**What you need to do**
Copy out the rows below, unchanged, from the line containing "Locate the small" through the last row, with both ends included.

Collected data entries
START
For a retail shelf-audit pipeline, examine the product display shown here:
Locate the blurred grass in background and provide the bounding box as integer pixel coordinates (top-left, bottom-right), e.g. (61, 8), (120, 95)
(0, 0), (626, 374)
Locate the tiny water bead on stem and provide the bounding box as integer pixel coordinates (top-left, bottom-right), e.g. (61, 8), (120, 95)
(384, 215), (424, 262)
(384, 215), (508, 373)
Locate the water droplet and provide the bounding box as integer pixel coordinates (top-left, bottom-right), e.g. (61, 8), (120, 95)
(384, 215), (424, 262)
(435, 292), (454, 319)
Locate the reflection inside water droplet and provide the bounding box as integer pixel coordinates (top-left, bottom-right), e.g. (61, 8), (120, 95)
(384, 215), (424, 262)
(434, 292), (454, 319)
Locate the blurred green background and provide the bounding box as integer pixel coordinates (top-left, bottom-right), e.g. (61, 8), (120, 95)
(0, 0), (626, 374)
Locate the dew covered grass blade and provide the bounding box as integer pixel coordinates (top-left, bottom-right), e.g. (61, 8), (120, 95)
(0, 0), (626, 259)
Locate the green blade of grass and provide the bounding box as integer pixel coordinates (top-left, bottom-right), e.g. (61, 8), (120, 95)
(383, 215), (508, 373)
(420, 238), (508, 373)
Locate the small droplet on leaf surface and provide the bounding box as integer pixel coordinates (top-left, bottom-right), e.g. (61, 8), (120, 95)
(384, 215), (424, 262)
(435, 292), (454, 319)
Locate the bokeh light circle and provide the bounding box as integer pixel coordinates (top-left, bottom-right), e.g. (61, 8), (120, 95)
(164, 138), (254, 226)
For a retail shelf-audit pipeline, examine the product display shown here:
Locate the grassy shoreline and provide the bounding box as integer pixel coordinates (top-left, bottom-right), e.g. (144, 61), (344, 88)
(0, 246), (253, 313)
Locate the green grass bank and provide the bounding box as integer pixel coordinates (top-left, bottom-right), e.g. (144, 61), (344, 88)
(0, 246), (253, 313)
END
**Exercise response**
Locate the small droplet on leaf surface and provide the bounding box as integer pixel coordinates (top-left, bottom-right), e.g. (61, 8), (120, 95)
(384, 215), (424, 262)
(435, 292), (454, 319)
Locate the bokeh light circle and provide the bounding box as integer pixel coordinates (top-left, bottom-right), e.g. (61, 8), (120, 95)
(164, 138), (254, 226)
For a retail shelf-audit pipeline, examine the product display shown here:
Locate the grassy shoreline and provide the bounding box as integer pixel coordinates (top-left, bottom-right), e.g. (144, 61), (344, 88)
(0, 246), (253, 313)
Locate the green grass bank and provide the bounding box as integer pixel coordinates (top-left, bottom-right), e.g. (144, 61), (344, 88)
(0, 246), (253, 313)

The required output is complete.